Count the lines in the listing below that contain the string "green", and report only that number.

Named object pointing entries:
───

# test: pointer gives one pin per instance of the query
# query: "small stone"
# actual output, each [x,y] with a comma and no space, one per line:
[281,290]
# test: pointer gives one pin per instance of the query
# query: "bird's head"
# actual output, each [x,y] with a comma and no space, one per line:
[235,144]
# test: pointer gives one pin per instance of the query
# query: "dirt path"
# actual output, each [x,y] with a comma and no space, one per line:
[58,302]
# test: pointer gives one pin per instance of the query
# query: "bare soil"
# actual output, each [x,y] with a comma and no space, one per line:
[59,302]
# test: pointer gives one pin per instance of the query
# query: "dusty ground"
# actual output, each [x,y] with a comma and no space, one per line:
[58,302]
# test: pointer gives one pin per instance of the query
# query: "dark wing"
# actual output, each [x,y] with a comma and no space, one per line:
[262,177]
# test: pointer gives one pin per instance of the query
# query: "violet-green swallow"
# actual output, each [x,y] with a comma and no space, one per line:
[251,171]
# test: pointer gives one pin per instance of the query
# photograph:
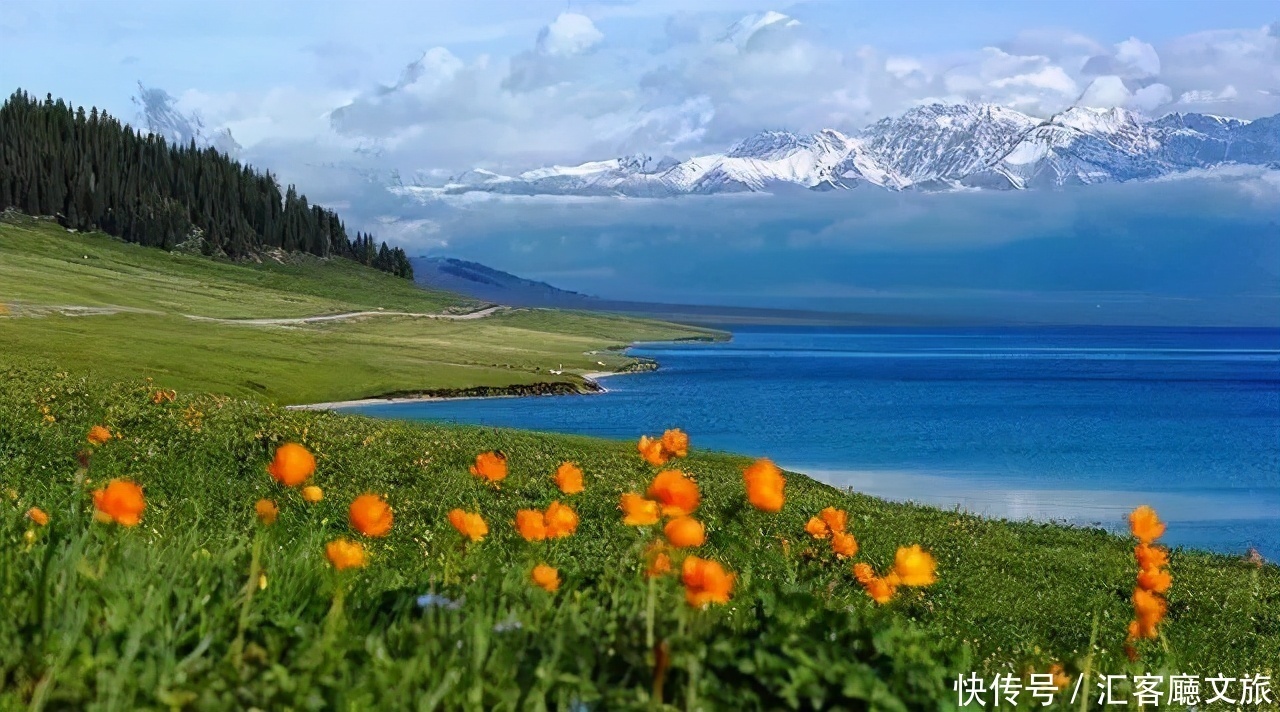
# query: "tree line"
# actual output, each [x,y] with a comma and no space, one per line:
[94,172]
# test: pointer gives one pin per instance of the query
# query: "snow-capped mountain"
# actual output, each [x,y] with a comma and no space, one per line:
[940,146]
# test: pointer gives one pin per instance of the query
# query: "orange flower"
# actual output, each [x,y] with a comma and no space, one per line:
[677,494]
[370,515]
[1156,580]
[490,466]
[470,525]
[817,528]
[685,532]
[1148,610]
[1150,556]
[675,443]
[545,578]
[561,520]
[1060,678]
[531,525]
[638,511]
[266,511]
[705,582]
[864,573]
[568,478]
[120,501]
[835,519]
[1146,525]
[764,483]
[652,451]
[344,553]
[914,566]
[844,544]
[658,562]
[292,465]
[881,589]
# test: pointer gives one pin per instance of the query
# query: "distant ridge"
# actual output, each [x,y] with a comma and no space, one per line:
[483,282]
[932,147]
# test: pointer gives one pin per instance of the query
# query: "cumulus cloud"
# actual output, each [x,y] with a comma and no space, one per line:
[581,87]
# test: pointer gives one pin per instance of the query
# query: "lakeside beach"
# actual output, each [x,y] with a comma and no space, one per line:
[1063,425]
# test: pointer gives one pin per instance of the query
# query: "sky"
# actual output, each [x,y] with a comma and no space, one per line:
[325,91]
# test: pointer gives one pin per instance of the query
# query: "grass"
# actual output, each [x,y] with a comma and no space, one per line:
[97,616]
[41,264]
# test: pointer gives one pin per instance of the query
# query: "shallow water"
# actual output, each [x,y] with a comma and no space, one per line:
[1070,424]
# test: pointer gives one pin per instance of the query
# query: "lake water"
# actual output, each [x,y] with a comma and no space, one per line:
[1074,424]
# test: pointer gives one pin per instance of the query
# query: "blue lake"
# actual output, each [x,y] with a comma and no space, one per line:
[1072,424]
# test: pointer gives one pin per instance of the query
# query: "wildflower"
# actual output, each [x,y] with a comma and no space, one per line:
[835,519]
[292,465]
[685,532]
[1156,580]
[652,451]
[99,434]
[545,578]
[817,528]
[370,515]
[561,520]
[1148,611]
[1150,556]
[675,443]
[470,525]
[914,566]
[531,525]
[344,553]
[266,511]
[881,589]
[658,562]
[844,544]
[705,582]
[568,478]
[638,511]
[1146,525]
[120,501]
[677,494]
[764,484]
[490,466]
[1060,678]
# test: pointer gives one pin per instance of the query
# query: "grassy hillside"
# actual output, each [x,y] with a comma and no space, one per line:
[145,300]
[147,617]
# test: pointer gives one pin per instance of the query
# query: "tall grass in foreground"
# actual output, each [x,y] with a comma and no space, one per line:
[206,605]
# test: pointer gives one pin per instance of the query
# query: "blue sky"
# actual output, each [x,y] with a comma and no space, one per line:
[324,91]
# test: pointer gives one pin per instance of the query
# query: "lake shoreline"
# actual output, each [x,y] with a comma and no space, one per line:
[590,386]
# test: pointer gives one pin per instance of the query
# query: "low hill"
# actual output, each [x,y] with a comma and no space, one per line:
[300,331]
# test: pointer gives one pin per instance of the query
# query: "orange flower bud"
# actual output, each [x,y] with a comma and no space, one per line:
[764,485]
[266,511]
[370,515]
[490,466]
[120,501]
[685,532]
[545,578]
[344,553]
[292,465]
[568,478]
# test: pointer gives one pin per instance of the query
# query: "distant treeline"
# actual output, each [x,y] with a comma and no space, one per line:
[94,172]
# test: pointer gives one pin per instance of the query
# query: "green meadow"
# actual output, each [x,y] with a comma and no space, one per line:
[146,299]
[170,614]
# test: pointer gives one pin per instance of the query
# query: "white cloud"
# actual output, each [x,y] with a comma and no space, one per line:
[571,33]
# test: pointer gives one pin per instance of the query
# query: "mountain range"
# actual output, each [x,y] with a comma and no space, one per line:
[931,147]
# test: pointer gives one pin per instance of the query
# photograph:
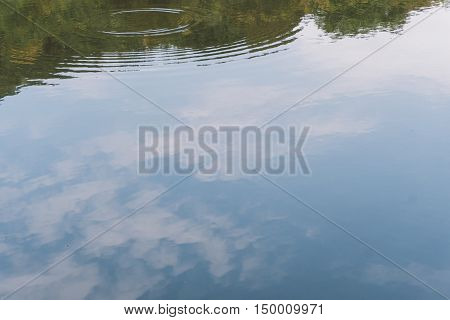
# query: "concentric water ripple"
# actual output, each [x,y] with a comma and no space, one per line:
[132,35]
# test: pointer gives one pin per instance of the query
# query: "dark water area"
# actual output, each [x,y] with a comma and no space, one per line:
[77,78]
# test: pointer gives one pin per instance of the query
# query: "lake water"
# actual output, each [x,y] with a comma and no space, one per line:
[76,77]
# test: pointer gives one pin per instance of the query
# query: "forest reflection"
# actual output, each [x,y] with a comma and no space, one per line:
[130,35]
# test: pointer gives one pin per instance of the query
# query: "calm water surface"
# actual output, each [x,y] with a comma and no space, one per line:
[379,149]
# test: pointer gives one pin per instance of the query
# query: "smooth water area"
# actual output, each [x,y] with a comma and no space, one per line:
[379,149]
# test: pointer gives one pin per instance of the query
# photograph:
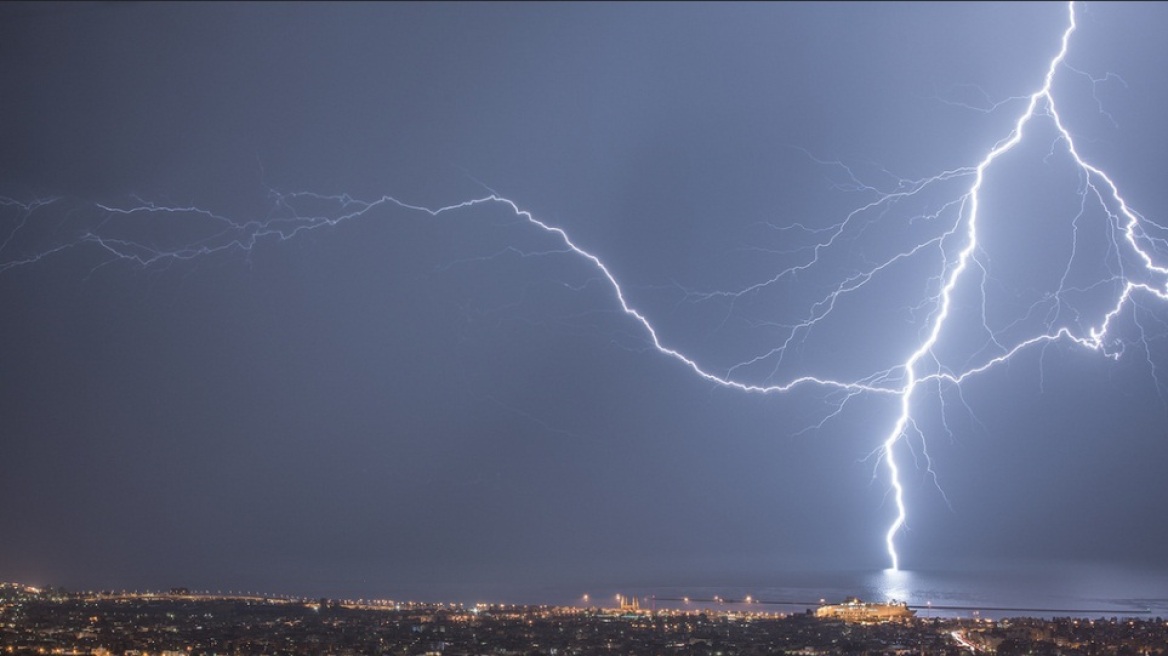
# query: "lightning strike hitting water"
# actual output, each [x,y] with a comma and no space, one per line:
[1132,248]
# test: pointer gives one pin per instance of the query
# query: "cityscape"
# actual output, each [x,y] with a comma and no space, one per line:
[530,328]
[180,622]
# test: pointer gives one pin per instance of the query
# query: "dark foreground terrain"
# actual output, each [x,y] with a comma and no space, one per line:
[178,623]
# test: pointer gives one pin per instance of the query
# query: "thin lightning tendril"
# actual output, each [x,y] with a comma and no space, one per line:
[922,367]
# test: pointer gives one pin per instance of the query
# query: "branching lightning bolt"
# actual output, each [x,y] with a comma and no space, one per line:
[958,244]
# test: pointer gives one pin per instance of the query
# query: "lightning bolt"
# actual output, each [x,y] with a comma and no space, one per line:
[958,244]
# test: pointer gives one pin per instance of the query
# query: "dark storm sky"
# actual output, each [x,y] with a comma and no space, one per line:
[402,403]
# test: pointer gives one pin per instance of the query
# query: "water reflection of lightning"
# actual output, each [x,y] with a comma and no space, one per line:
[958,244]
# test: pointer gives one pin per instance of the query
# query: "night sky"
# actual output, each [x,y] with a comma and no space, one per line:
[390,403]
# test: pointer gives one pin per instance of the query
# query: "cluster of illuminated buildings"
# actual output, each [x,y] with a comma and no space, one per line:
[181,623]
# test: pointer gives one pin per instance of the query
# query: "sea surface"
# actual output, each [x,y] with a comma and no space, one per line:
[1033,591]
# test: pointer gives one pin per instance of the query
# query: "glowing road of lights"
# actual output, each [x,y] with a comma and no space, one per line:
[1132,262]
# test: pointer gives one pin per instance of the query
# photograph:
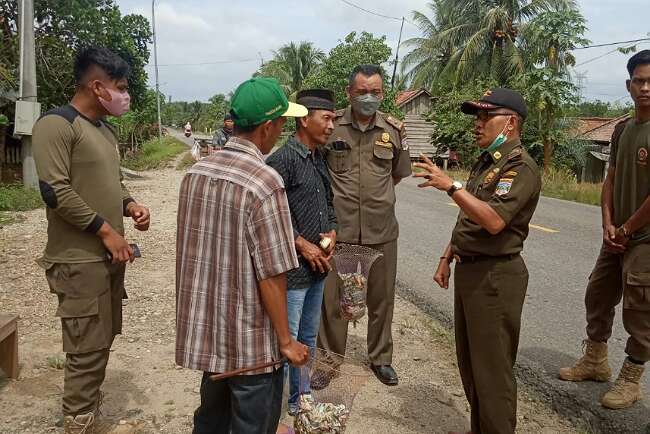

───

◆ Response
2